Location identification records
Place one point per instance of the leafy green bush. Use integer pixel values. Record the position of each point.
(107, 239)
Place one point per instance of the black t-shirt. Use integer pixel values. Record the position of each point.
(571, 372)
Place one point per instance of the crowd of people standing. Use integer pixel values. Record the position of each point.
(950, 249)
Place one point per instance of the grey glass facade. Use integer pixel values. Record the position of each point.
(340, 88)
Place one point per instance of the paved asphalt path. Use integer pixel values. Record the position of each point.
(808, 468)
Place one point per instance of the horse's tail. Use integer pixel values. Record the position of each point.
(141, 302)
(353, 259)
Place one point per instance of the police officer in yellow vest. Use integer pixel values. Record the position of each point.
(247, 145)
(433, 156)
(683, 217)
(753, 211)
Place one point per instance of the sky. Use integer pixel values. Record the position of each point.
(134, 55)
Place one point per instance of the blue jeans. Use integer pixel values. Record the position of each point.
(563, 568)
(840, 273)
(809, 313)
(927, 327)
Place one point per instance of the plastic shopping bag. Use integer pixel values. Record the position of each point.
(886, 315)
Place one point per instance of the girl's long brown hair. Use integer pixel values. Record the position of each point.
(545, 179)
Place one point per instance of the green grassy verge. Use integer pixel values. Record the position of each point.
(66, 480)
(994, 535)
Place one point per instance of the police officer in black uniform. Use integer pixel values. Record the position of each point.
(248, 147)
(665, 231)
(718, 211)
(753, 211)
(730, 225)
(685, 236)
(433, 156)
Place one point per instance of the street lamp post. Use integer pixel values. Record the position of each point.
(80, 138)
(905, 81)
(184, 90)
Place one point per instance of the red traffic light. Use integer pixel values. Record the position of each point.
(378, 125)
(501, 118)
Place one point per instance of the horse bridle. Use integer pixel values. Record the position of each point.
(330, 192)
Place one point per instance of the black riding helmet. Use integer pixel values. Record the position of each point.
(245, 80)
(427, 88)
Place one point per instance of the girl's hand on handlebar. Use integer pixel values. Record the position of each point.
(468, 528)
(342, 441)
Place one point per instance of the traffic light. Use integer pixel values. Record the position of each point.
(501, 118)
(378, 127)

> [THE REQUEST] Copy out the records above word for word.

> [SOLUTION]
Place one point per instance of the leafy green bush. Use integer pixel values. Record the position of each point.
(107, 239)
Place one point per instance of the black t-shirt. Use integer pixel values. Record the position of each point.
(571, 372)
Place one point per instance of the crowd of people standing. Use integer pixel values. Record the position of each point.
(950, 249)
Place one point per instance of the grey glass facade. Use integer pixel values. Record the position of each point.
(340, 88)
Place one point per instance of the paved asphalt path. Use integer pixel values. Record the position of each point.
(808, 468)
Place one point per instance of the horse's tail. Use integer pixel values. Record the position of each point.
(141, 302)
(353, 259)
Place one point per instance of the police officer in yellow vest. Use integer pixel values. Record the position of each point.
(247, 145)
(433, 156)
(683, 217)
(753, 211)
Place one point per instance of the sky. Use integer pixel values. Record the position of each point.
(134, 55)
Place one point per instance of the blue jeans. Use integer pixel values. Record the position of each point.
(563, 568)
(840, 273)
(809, 313)
(927, 327)
Place one point per instance of the plastic shopping bag. Use integer pixel values. Record the position of each point.
(886, 315)
Place one point per instance of the girl's long brown hair. Use integer pixel values. Record the position of each point.
(545, 179)
Place one point per instance of the green grassy verge. Use integer pixel values. Record the position of each point.
(66, 480)
(994, 535)
Place one point per instance of the police officer in black uniform. Use integer pixel values. Record the position of each point.
(248, 147)
(665, 231)
(718, 211)
(753, 211)
(730, 225)
(685, 236)
(433, 156)
Place one point per instance of the street lamp post. Use integer pixel values. Record the position of each point.
(80, 138)
(905, 81)
(184, 90)
Place one point per instance of the red traffic light. Use integer pixel values. Record the position of each point.
(378, 125)
(501, 118)
Place one point per instance of the horse bridle. Use integer pixel values. Record the position of each point.
(330, 192)
Place one point per instance of the black riding helmet. Use integer pixel values. Record the position of each point.
(245, 80)
(427, 88)
Place one point per instance of the girl's hand on handlebar. Use integer pixel values. Record the position of each point.
(468, 528)
(342, 441)
Place one point per instance of the traffic light. Use integer pixel values. Record the position of each point.
(501, 118)
(378, 127)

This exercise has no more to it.